(Work task)
Filter the entries, keeping every line with the word "cowboy".

*** Opening Material provided ***

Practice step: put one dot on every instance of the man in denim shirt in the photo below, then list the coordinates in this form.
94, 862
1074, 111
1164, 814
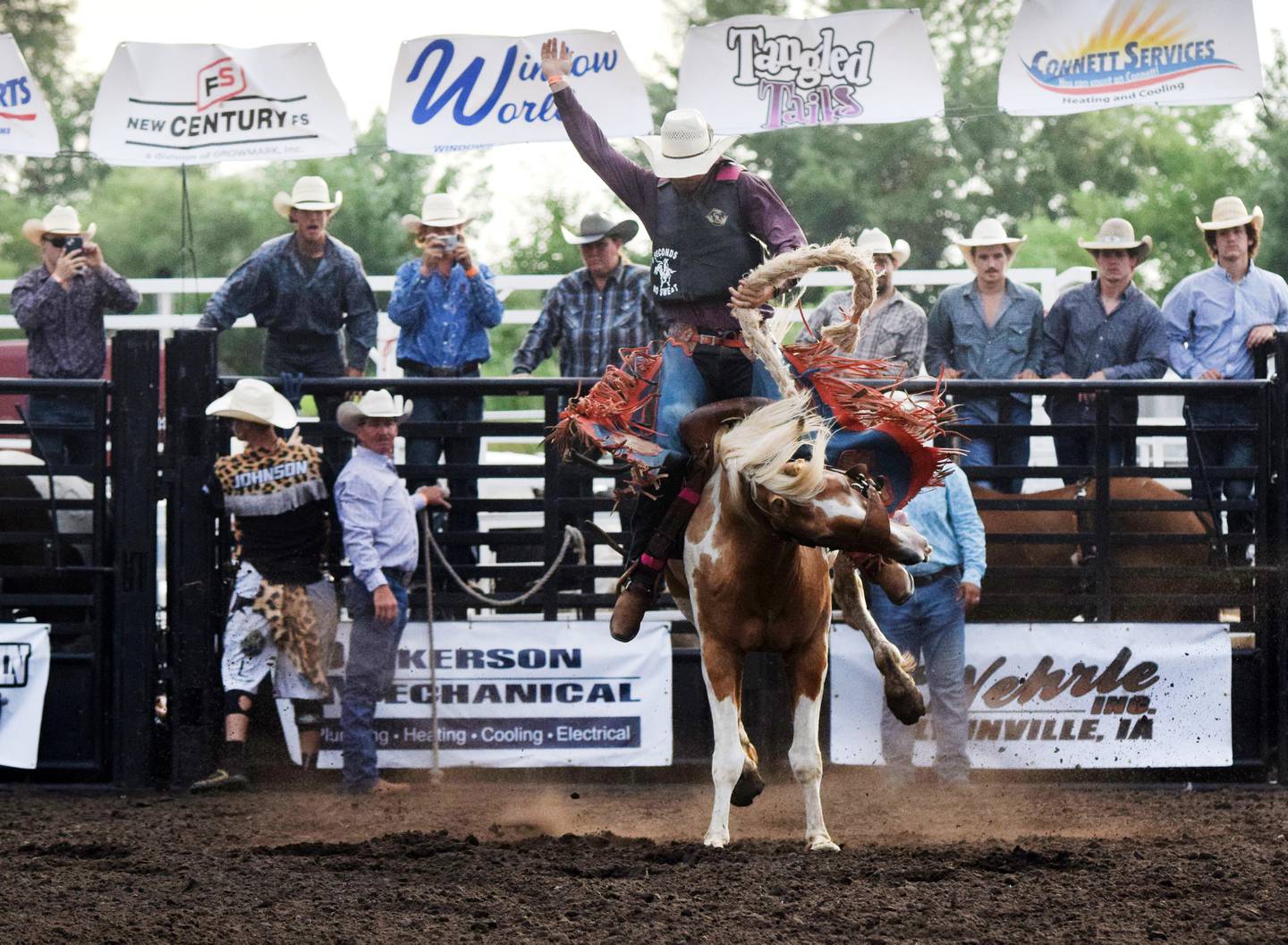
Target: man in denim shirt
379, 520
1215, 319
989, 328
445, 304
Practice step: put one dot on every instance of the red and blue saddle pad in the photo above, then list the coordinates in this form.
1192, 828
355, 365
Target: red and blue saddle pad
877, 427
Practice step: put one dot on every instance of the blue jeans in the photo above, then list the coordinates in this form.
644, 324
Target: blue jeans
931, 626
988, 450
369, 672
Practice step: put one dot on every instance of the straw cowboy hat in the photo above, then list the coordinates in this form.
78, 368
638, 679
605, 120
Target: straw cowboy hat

*** Closing Material provided ***

(Solved exercise)
Practice step: put one dot on every instance of the straw cowboy hat in the photo above, then list the coordinates in this form.
Target: straw cowboy hat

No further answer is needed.